— start Data listing —

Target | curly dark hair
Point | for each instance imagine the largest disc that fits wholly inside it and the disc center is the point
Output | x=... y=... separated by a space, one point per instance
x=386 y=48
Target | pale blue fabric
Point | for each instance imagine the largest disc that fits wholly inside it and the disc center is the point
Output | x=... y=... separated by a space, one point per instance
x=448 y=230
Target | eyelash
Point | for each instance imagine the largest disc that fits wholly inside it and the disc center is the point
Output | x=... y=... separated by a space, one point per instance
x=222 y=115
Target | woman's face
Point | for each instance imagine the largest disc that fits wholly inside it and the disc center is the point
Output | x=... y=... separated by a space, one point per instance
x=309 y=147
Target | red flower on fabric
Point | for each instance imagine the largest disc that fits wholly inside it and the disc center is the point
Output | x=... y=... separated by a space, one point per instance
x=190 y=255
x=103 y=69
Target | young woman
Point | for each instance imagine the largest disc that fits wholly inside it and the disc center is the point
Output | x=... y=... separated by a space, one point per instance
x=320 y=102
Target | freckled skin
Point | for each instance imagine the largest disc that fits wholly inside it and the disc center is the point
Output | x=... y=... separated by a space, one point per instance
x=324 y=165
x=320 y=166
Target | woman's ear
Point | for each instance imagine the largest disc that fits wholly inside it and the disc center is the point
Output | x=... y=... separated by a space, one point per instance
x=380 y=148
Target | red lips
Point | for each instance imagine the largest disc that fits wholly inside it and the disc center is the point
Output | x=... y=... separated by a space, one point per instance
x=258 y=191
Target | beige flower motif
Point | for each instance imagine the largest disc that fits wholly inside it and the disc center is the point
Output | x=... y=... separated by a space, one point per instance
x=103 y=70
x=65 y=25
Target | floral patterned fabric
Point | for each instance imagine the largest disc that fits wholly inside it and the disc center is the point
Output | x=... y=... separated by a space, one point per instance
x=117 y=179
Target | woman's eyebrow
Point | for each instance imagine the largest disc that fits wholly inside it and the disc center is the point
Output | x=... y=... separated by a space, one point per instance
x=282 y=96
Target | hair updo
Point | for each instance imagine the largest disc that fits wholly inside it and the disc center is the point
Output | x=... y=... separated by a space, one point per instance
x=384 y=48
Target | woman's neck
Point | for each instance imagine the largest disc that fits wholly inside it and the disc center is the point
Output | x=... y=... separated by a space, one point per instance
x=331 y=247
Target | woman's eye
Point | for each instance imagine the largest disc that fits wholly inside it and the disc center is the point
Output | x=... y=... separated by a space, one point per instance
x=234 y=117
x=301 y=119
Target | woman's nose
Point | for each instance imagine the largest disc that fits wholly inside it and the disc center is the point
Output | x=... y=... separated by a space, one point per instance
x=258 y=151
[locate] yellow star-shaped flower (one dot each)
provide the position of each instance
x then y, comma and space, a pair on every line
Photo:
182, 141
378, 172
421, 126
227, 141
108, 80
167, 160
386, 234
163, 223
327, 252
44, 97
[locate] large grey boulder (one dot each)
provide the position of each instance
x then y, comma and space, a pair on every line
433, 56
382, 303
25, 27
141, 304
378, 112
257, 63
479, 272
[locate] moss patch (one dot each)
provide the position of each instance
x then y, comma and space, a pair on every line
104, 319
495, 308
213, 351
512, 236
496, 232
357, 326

— end Data listing —
— start Data listing —

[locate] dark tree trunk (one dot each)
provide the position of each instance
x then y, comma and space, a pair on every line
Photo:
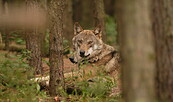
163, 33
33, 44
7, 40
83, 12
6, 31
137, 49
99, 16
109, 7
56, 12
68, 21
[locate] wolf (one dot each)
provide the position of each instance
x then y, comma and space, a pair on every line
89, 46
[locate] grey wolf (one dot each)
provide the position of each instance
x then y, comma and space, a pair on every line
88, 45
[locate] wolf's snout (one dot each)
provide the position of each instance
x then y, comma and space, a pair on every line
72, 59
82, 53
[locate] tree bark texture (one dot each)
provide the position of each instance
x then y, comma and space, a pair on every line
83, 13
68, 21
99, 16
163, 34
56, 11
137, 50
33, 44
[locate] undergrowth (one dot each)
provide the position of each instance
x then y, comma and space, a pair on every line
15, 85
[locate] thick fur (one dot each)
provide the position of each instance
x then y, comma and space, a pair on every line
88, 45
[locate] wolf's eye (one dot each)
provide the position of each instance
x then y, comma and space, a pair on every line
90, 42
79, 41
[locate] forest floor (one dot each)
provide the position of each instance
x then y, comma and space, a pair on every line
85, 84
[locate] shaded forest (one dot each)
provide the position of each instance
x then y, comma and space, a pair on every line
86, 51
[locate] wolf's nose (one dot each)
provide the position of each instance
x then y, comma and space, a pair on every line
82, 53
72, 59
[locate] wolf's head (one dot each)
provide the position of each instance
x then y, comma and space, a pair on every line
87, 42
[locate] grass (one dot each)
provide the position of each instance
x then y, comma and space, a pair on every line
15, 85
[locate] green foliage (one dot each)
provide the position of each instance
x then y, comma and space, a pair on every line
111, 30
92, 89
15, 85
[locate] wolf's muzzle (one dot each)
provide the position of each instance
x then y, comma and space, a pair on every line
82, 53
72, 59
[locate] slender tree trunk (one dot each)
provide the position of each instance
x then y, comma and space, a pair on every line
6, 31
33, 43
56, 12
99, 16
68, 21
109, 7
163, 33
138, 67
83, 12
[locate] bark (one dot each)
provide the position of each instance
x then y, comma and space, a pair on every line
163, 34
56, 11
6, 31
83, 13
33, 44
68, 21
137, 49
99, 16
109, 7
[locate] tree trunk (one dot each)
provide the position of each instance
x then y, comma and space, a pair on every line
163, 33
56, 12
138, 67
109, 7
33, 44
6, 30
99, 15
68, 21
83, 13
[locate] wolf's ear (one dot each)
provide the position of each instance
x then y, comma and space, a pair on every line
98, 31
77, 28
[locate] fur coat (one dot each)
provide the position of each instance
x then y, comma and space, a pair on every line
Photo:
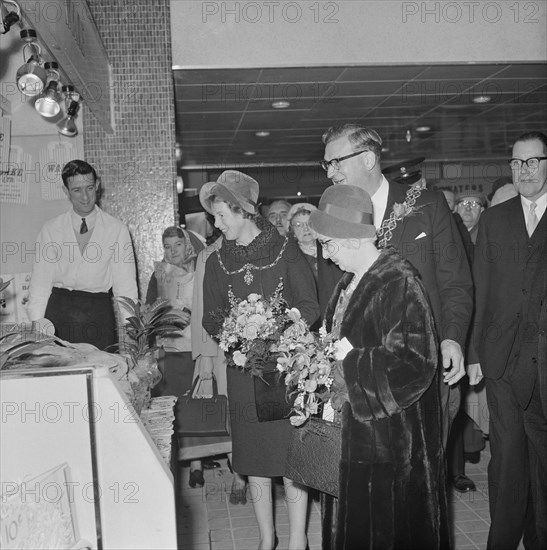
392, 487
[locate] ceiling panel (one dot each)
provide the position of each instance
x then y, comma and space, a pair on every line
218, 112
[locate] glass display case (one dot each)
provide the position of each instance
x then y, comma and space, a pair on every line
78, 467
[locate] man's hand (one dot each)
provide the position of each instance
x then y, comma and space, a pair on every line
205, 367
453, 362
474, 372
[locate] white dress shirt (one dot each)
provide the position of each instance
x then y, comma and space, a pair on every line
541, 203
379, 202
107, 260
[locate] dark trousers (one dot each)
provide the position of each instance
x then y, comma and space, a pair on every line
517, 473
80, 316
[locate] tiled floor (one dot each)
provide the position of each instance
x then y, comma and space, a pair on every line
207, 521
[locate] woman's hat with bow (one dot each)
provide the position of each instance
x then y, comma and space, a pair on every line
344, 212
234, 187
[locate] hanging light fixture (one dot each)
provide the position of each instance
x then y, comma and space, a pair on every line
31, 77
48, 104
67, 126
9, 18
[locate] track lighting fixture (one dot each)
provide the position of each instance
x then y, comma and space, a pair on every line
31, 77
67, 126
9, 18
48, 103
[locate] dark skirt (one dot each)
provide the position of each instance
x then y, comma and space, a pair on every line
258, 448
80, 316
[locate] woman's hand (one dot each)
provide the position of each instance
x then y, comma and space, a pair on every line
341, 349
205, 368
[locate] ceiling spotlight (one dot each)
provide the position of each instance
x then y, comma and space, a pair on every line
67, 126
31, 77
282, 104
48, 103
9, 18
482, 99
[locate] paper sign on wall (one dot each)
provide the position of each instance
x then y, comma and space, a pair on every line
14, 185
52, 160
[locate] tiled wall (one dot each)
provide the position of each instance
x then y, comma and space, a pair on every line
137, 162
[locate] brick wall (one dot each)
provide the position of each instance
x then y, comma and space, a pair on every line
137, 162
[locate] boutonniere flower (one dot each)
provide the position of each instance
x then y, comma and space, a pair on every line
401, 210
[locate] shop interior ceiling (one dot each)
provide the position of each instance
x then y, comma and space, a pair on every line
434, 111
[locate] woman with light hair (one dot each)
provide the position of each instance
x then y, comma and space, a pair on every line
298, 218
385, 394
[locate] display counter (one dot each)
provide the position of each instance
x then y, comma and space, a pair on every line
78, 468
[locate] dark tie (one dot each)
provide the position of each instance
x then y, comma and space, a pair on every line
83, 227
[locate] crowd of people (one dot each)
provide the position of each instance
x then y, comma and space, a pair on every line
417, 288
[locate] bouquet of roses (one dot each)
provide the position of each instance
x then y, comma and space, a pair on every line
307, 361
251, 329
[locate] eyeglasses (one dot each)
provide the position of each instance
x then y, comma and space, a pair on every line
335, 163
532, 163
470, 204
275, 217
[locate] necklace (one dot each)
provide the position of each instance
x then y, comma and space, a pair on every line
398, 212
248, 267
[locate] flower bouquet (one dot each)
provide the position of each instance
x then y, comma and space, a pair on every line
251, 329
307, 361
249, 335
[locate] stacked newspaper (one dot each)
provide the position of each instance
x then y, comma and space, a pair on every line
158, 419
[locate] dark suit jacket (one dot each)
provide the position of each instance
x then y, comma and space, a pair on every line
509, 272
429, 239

— end Data listing —

→ **Stated goal**:
Copy out the lines of the records above verbatim, from the line with "Target | curly dark hair" up to and including the line with "x=258 y=191".

→ **Output below**:
Target | curly dark hair
Point | for each instance imagine the largest disc that fits wholly inside it and the disc center is the point
Output | x=... y=... separated by a space, one point per instance
x=386 y=48
Target | pale blue fabric
Point | for each instance imagine the largest disc that fits wholly inside it and the disc center is the point
Output | x=... y=... separated by a space, one point per instance
x=448 y=230
Target | eyelash
Point | for each instance imagine the largest disc that fits wholly inside it and the disc center is the point
Output | x=... y=... separated by a space, one point per instance
x=222 y=115
Target | woman's face
Point | for each instance imagine the largest disc that fits wholly inside it and the disc center is the point
Output | x=... y=... separated by a space, one point per instance
x=309 y=147
Target | red flower on fabric
Point | for each instance imagine the largest disc that fits wholly inside it and the disc center is the point
Output | x=... y=... separated by a space, one point per instance
x=190 y=255
x=103 y=69
Target | young woman
Point | for each instance imagine the largest disc that fits wholly inside it and the disc center is the point
Output | x=... y=... separated by a space, one point per instance
x=320 y=102
Target | freckled skin
Point | for each instance imagine the largest disc that fits wholly inside it and the disc center is the point
Output | x=... y=... separated by a space, one point per instance
x=324 y=165
x=320 y=166
Target | woman's ear
Point | for each instance imagine the largest disc that fits wholly inside it and the disc center is the point
Output | x=... y=... separated by a space, one point per instance
x=380 y=148
Target | red lips
Point | for each instance imagine the largest disc that fits wholly inside it and the disc center is the point
Output | x=... y=... separated by a space, one point per instance
x=258 y=191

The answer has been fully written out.